* EXERCISE DATA:

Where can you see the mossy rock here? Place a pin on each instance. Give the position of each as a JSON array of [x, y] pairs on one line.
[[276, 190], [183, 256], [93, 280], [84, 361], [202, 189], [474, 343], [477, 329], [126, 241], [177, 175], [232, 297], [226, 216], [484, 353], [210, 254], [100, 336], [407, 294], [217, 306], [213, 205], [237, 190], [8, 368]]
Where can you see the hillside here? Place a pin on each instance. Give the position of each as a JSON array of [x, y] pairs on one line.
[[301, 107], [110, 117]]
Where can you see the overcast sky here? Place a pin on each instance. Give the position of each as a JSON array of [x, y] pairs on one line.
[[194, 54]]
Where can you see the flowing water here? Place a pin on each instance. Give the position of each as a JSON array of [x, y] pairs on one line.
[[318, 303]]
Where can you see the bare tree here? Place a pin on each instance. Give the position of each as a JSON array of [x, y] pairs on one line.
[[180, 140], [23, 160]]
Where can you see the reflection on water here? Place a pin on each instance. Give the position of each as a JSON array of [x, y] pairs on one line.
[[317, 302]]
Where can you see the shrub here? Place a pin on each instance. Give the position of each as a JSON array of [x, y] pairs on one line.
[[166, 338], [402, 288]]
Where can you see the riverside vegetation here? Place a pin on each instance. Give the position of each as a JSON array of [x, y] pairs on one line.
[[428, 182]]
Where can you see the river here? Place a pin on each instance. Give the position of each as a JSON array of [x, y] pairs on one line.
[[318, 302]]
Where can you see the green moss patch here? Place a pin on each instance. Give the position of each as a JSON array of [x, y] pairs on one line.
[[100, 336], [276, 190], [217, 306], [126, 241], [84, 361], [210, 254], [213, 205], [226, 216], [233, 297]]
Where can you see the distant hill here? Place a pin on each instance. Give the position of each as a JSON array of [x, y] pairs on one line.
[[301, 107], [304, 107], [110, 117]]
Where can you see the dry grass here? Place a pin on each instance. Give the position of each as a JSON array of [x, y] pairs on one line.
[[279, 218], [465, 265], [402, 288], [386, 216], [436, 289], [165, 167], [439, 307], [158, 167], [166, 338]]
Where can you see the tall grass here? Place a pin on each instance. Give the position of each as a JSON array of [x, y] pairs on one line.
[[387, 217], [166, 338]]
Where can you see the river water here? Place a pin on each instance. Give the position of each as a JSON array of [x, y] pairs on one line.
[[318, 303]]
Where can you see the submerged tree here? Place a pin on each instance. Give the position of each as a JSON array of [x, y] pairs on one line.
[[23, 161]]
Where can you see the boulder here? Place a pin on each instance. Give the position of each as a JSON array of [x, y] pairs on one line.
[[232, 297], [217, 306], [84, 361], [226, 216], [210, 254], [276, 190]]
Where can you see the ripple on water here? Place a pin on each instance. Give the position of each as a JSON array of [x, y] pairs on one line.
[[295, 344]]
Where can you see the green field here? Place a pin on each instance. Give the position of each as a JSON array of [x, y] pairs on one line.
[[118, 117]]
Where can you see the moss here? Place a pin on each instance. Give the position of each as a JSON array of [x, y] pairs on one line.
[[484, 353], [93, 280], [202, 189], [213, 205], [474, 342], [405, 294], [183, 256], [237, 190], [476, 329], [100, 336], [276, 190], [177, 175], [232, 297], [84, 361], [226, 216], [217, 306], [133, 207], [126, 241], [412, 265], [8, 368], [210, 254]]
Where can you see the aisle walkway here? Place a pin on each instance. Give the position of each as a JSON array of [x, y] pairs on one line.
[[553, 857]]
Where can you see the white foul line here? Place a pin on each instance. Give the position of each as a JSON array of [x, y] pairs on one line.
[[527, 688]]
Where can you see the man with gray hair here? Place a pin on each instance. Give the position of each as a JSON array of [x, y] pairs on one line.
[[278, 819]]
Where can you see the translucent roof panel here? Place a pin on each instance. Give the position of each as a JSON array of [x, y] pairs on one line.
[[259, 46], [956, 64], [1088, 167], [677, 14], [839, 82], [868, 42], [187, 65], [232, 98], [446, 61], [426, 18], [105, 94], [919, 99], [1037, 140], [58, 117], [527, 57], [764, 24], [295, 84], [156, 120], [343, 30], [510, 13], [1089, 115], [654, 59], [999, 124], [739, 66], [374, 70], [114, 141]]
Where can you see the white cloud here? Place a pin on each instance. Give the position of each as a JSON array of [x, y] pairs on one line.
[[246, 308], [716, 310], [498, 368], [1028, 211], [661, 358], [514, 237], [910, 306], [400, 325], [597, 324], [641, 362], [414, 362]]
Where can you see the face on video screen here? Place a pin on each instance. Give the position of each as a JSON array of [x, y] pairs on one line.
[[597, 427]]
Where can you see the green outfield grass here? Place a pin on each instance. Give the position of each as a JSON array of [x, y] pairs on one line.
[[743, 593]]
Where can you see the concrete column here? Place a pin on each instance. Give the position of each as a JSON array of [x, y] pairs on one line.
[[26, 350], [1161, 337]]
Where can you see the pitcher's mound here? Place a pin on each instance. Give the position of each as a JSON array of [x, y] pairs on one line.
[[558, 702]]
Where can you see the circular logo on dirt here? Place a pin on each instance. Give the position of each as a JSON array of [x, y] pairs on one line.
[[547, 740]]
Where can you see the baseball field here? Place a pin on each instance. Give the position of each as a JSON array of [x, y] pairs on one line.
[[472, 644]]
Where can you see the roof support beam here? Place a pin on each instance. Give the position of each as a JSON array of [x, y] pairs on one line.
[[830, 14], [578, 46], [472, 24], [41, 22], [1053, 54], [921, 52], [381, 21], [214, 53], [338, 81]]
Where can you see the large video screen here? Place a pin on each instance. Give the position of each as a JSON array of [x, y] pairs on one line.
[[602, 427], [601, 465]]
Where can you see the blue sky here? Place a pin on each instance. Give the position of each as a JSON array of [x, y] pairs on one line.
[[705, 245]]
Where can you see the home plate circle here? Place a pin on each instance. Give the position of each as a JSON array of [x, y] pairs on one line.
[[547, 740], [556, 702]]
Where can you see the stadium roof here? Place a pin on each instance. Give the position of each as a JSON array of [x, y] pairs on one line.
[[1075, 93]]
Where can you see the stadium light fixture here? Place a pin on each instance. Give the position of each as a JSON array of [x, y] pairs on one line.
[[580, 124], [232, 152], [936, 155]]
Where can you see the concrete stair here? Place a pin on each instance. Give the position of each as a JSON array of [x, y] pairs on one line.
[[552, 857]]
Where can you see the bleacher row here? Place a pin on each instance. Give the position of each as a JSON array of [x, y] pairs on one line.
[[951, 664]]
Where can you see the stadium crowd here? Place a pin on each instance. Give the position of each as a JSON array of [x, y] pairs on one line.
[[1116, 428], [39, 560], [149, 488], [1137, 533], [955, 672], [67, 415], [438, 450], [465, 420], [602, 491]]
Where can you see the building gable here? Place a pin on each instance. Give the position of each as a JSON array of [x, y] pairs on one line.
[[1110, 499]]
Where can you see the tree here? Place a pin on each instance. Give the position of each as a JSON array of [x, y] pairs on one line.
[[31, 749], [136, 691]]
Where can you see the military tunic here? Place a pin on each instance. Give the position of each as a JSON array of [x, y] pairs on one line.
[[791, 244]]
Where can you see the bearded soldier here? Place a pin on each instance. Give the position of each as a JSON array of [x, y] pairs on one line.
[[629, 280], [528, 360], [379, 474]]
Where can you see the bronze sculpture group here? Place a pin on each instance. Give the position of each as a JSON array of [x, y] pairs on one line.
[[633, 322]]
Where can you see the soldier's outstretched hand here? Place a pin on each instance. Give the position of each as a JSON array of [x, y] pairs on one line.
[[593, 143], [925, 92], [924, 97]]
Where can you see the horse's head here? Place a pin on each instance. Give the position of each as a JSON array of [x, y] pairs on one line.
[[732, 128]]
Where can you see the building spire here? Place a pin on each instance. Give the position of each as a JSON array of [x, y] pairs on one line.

* SET PROBLEM: Copy out every item above word for word, keeping each line as it appears.

* SOLUTION:
Where can you see the mossy rock here? Place a pin on each instance. Give the position of each as a JSON array of [x, y] pairs on one line.
[[276, 190], [183, 256], [93, 280], [84, 361], [202, 189], [474, 343], [477, 329], [126, 241], [177, 175], [232, 297], [226, 216], [484, 353], [210, 254], [100, 336], [407, 294], [217, 306], [213, 205], [237, 190], [8, 368]]
Where can you see the hillside here? Place a pin on each instance. Give the position of each as a JSON array of [x, y] pairs on one line.
[[301, 107], [110, 117]]
Where can you see the overcast sky here? Place a pin on each instance. Give the position of each as a JSON array of [x, y] pairs on one line.
[[194, 54]]
Where can you see the flowing water here? Place a pin on each instance. Give the position of each as a JSON array of [x, y] pairs on one line.
[[318, 303]]
Where can you see the bare tree here? Place a pin on each instance. Give the position of each as a JSON array of [x, y] pairs on one line.
[[180, 140], [23, 160]]
Where can you see the reflection on water here? Place a pin on each instance. Give the position of each as a JSON array of [x, y] pairs on one line.
[[317, 302]]
Where can you see the shrub here? Place a pin on each instance. Give the position of each as a JSON array of [x, y] pairs on one line.
[[166, 338], [402, 288]]
Where can you see the riverside vegetation here? Place a pin on each instance. Give the position of each as a JSON array of [x, y] pairs on one line.
[[428, 182]]
Where can you see the river here? Place a pin on each instance. Give the position of each as a JSON array of [x, y] pairs on one line.
[[318, 302]]
Where can you see the green moss patch here? Place a pin on each instance. Give the position of each as a JSON array of [x, y] pairs on one line.
[[100, 336], [276, 190], [217, 306], [126, 241], [84, 361], [210, 254], [213, 205], [226, 216], [233, 297]]
Where can you see the distant hill here? Place a pin on each instance. Give the position of each as a JSON array of [x, y] pairs on one line.
[[301, 107], [304, 107], [110, 117]]
Where can you see the dry grass here? Place a pin on each instance. Give the position of each as a JSON array of [x, y] pairs on one line.
[[279, 218], [465, 265], [402, 288], [386, 216], [436, 289], [165, 167], [439, 307], [158, 167], [166, 338]]
Where can you see the tall grass here? Place a pin on each instance. Give the position of each as a JSON array of [x, y] pairs on one line.
[[387, 217], [166, 338]]
Where can you see the river water here? Place a pin on each instance. Give the position of each as a JSON array of [x, y] pairs on one line.
[[318, 303]]
Where can you see the submerged tree here? Place a pin on each instance. Give the position of each as a JSON array of [x, y] pairs on one line.
[[23, 161]]
Where can you see the boulder here? Place a pin on each instance. Give the position of each as a JSON array of [x, y] pairs on one line.
[[232, 297], [217, 306], [84, 361], [226, 216], [210, 254], [276, 190]]
Where can you see the ripple on water here? Place a pin on each instance. Give the position of each as a JSON array of [x, y] pairs on one line.
[[295, 344]]
Where can you see the green field here? Place a pin on each instance. Give the position of each as a JSON array of [x, y] pairs on one line.
[[118, 117]]
Where can you see the moss here? Place a pin on each instance. Give the position of each as a JSON array of [x, y] pairs on one line.
[[484, 353], [93, 280], [202, 189], [213, 205], [474, 342], [405, 294], [183, 256], [237, 190], [476, 329], [100, 336], [276, 190], [177, 175], [232, 297], [84, 361], [226, 216], [217, 306], [133, 207], [126, 241], [412, 265], [8, 368], [210, 254]]
Where can you see the aisle walkway here? Place a pin on each instance. Give the position of each as a JSON array of [x, y] pairs on one line.
[[553, 857]]
Where can you see the white foul line here? Place a pin on each instance. Give the position of each as a JSON array of [x, y] pairs on one line.
[[527, 688]]
Where can you see the man with gray hair here? Place a pin on each instance. Give the position of each as a JSON array of [x, y] pairs on one line.
[[278, 819]]
Where can you see the translucent roof panel here? Place a pin on each instance. Give the position of each as a JSON array of [x, y] pairs on one line.
[[259, 46], [956, 64], [1088, 167], [677, 14], [839, 82], [868, 42], [187, 65], [232, 98], [446, 61], [426, 18], [105, 94], [919, 99], [1037, 140], [58, 117], [527, 57], [764, 24], [295, 84], [156, 120], [343, 30], [510, 13], [1089, 115], [654, 59], [999, 124], [739, 66], [374, 70], [114, 141]]
Where can you see the white cloud here? Place a pin on each instance. Give the position of each as a JSON array of [x, y] pairs on one line.
[[246, 308], [716, 310], [498, 368], [1028, 211], [661, 358], [514, 237], [910, 306], [400, 325], [597, 324], [641, 362], [414, 362]]
Where can you see the face on video screen here? Place a pin on each instance. Give the position of each as a JSON array of [x, y] pairs on one line.
[[597, 427]]
Where can you see the green outfield grass here? Place a pin on each instance. Give the position of each as a JSON array of [x, y] pairs on one line.
[[743, 593]]
Where can you see the concrete column here? Place a pin on each instance. Give the position of each as a JSON array of [x, y] pairs on one line.
[[26, 350], [1161, 337]]
Where can you see the pitcher's mound here? Place a pin on each instance. Give the position of each as a JSON array of [x, y] pairs on one line.
[[558, 702]]
Where can you see the circular logo on dirt here? Place a pin on each instance. Give the position of each as a JSON array of [x, y] pairs on one line.
[[547, 740]]
Where can you see the baseball field here? Place a pin on each instance. Give the position of each as a JSON array of [x, y] pairs on one line.
[[472, 644]]
Where can you see the roof support beam here? Place a pin on each instance. Give the position of each as a JSON array of [x, y] pairs on one line.
[[830, 14], [578, 46], [472, 24], [41, 22], [1053, 54], [921, 52], [381, 21], [214, 53], [338, 81]]
Where can you see the large video screen here? Place a pin on each instance. Give the position of each as a JSON array of [x, y] pairs on one line.
[[602, 427], [601, 465]]
Where can you see the blue sky here? Place a pin on each instance. Give the position of each as a JSON array of [x, y] pairs on one line.
[[705, 245]]
Where can you see the home plate circle here? Place a pin on each instance. Give the position of each as a JSON array of [x, y] pairs on one line.
[[547, 740], [556, 702]]
Where can you see the stadium roof here? Place a pin on each instance. Give the position of each as a JSON array of [x, y] pairs on one line.
[[1075, 93]]
Where can you see the stadium light fixture here? Place a pin on each instance. Give the position of each as a JSON array of [x, y] pairs on one line.
[[580, 124], [232, 152], [936, 155]]
Where can you see the concrete stair here? Place a pin on each instance. Give the position of each as a JSON array of [x, y] pairs on one line.
[[552, 857]]
Where can you see the bleacher row here? Place a pin on each instance. Give the position of each as a JSON array of [x, y] pairs on one line.
[[951, 664]]
Where can you see the stadium crowd here? Place a pin on each instance. Give the position of each as a JSON array of [x, y] pairs on one line.
[[1116, 428], [39, 560], [149, 488], [1137, 533], [955, 672], [67, 415], [438, 450], [465, 420], [602, 491]]
Where can you see the building gable here? Place a pin on each instance. Give the position of each as a JSON array of [x, y] pairs on one line.
[[1110, 499]]
Where can you see the tree here? Place a pin on each instance. Give the position of each as a JSON array of [x, y] pairs on one line.
[[31, 749], [136, 691]]
Where can you see the military tunic here? Place a pin on each instance. Give the position of each as a JSON array of [x, y] pairs on one line.
[[791, 244]]
Where can you see the bearded soldier here? Place a pin on each instance. Give the position of each as a JSON array of [x, y] pairs on one line.
[[629, 280], [528, 360], [379, 474]]
Where can you see the bronze sculpture group here? Place a pin on each instance. Give the position of each as a JSON array of [x, y] pairs on one line.
[[633, 322]]
Where can you see the soldier's outstretched hand here? Place a pin on each instance. Give the position of each as a JSON array of [x, y] pairs on one line.
[[593, 143], [925, 92], [924, 97]]
Where can you see the horse's head here? Place a pin on each instance. Give the position of each as a JSON array of [x, y] pairs on one line.
[[732, 128]]
Where can you see the building spire here? Place a pin on each instance. Give the position of each as a JSON array of [x, y] pairs on one line.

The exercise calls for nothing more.